(Position identification records)

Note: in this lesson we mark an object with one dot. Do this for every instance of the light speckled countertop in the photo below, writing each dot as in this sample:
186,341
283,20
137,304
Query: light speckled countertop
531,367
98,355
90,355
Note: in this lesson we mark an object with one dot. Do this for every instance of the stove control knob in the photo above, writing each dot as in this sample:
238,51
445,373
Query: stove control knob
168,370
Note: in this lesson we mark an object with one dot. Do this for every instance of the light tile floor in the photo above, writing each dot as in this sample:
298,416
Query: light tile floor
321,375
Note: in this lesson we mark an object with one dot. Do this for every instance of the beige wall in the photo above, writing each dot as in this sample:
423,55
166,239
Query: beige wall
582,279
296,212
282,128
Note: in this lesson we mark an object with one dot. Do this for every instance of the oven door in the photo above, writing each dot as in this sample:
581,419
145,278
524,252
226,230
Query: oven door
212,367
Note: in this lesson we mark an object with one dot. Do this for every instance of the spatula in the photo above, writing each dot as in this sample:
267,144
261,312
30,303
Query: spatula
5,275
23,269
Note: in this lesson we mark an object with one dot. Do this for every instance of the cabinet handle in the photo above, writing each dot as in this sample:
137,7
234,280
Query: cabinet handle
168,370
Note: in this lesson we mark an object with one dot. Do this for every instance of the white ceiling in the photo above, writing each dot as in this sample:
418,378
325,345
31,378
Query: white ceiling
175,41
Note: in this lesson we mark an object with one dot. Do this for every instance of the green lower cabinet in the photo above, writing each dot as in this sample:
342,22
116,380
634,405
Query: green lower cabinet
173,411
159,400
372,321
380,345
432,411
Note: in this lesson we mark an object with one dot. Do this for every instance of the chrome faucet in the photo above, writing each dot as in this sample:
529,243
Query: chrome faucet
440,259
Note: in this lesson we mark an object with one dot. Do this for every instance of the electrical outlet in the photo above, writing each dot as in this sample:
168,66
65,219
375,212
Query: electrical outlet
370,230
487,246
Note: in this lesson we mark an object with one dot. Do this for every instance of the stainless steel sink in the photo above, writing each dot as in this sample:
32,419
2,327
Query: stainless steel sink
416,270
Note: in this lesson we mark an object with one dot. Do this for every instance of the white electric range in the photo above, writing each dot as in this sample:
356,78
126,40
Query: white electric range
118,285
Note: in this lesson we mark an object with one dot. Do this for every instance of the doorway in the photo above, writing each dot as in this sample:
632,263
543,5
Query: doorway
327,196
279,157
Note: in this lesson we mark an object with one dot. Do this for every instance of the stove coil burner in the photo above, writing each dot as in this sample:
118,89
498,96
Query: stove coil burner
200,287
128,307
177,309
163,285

**WHAT IS REQUIRED**
Reproduce each record shown above without altering a single word.

**FINAL RESULT**
Note: in this lesson we mark an object with one dot. Do this for every instance of the light speckled countertop in the photo below, writing each dot as in this sample:
186,341
283,20
137,304
Query: light speckled countertop
531,367
98,355
90,355
Note: in this lesson we mark an object with one dot. Do this for every instance of the stove control knob in the photo above, writing each dot as in this sample:
238,51
445,373
Query: stove control knob
168,370
Note: in this lesson we mark an object with one dot. Do this for every instance of the light tile floor in the photo above, writing each dot as in this sample:
298,416
Query: light tile floor
321,375
Note: in this lesson we mark an object with one dot. Do this for every instance of the beige wall in the photo above, writing each dot as in this sample:
423,55
166,239
Query: beige wall
582,279
296,212
282,128
Note: in this lesson we mark an object with one dot. Do this for every instance of the oven door in the photo above, writing each dot as in this sample:
581,419
145,278
524,252
226,230
Query: oven door
212,367
Note: in this lesson we mark an object with one dot. Do this for every instance of the spatula in the photo above, writing each dot as in this sample:
267,144
261,312
30,303
Query: spatula
5,275
23,269
Note: in this lesson we mark an object with one dot. Do this for every instance of the cabinet handle in the photo above, writing each dot as in this sample:
137,7
234,280
Query: cabinet handle
168,370
Note: in this lesson we mark an object with one dot. Do this for every instance of the white ceiling in the photo above, writing each dot as in this sample:
418,378
325,345
31,378
Query: white ceiling
175,41
Note: in this lesson we mark an object with one dot. Do this for every instance of the green lower cabinet in the photo above, writing each dot as in this sample:
342,22
116,380
634,405
Query: green lower cabinet
173,411
159,400
372,321
380,345
432,411
Note: in this lesson we mark an object with one dot. Do this for every instance of the chrome faucet in the photo above, writing each dot as in this sample:
529,243
Query: chrome faucet
440,259
Note: in this lesson we mark an object with one dot. Do this for every instance of the electrical outlet in the photo above, writing each dot as in this sample:
168,66
65,219
375,212
Query: electrical outlet
370,230
487,246
Note: in this lesson we mark an object with one dot. Do this for every instance of the stainless steel sink in the photo above, writing each dot as in this sample:
32,419
2,327
Query: stainless steel sink
416,270
Note: in this lesson we mark an object with one dot. Do this for every instance of the white electric range in the photo above, writing each dot as in this sample:
356,78
126,40
Query: white electric range
118,285
Note: in this lesson we mark an object with one dot. Do this for every instance of the doorway in the photo above, writing each dot as in this sample:
632,263
543,5
Query: doorway
327,196
279,157
Note: in this lesson we mark an object with one dot. Do this for every instance of the stove coil burner in the photo above, writing each dot as in this sample:
118,89
498,96
Query: stove coil burner
200,287
128,307
177,309
163,285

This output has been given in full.